EXERCISE BRIEF: Every line from the line containing "the river, like" to the end of the data must appear in the answer exactly as it appears there, and nothing else.

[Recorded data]
----

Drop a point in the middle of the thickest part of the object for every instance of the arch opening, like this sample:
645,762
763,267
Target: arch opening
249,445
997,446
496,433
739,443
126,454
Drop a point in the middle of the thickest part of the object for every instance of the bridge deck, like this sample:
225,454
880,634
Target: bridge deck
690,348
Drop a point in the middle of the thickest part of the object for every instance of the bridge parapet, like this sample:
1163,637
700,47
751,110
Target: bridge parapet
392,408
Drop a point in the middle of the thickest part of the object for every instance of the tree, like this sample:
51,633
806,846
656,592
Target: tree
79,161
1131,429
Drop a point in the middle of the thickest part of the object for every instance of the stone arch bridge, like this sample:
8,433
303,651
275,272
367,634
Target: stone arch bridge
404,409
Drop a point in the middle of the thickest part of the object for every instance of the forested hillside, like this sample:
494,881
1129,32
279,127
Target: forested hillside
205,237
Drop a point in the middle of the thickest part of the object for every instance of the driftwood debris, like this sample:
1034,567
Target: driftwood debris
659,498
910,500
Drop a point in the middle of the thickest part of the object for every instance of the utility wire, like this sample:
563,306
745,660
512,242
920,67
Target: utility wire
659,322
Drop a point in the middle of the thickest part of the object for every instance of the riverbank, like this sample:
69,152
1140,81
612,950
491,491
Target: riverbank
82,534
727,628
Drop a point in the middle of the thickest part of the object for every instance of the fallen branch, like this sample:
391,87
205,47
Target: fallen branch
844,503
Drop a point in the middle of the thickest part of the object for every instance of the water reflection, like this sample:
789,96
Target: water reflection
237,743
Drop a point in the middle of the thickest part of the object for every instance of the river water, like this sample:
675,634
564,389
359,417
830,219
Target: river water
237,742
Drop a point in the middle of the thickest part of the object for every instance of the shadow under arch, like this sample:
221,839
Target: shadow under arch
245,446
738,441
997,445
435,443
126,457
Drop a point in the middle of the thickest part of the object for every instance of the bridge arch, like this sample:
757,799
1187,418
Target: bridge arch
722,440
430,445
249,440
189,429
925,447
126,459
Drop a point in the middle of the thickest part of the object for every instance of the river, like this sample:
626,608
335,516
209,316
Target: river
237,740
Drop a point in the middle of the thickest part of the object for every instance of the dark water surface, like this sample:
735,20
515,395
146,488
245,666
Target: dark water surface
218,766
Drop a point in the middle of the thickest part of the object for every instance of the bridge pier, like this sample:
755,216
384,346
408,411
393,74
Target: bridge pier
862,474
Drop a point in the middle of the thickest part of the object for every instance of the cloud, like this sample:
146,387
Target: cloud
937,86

----

SOLUTION FOR THIS TASK:
Drop a point in the middle of the thickest part of the object for every instance of the river, like this sample:
626,608
335,516
209,316
Target: river
237,740
Drop a point in the middle of the thickest part of the object for every instance of the dark water surface, like this sample:
735,20
515,395
146,488
245,666
Target: dark water surface
218,766
Drop a point in the middle of the thickest part of the object for every instance of the bridge pier, like this sample:
755,216
384,346
408,411
393,74
Target: bridge pier
862,474
Drop a point in the middle of the thickest part of the object for every instance of the cloud, like this sample:
146,387
Target: cloud
937,86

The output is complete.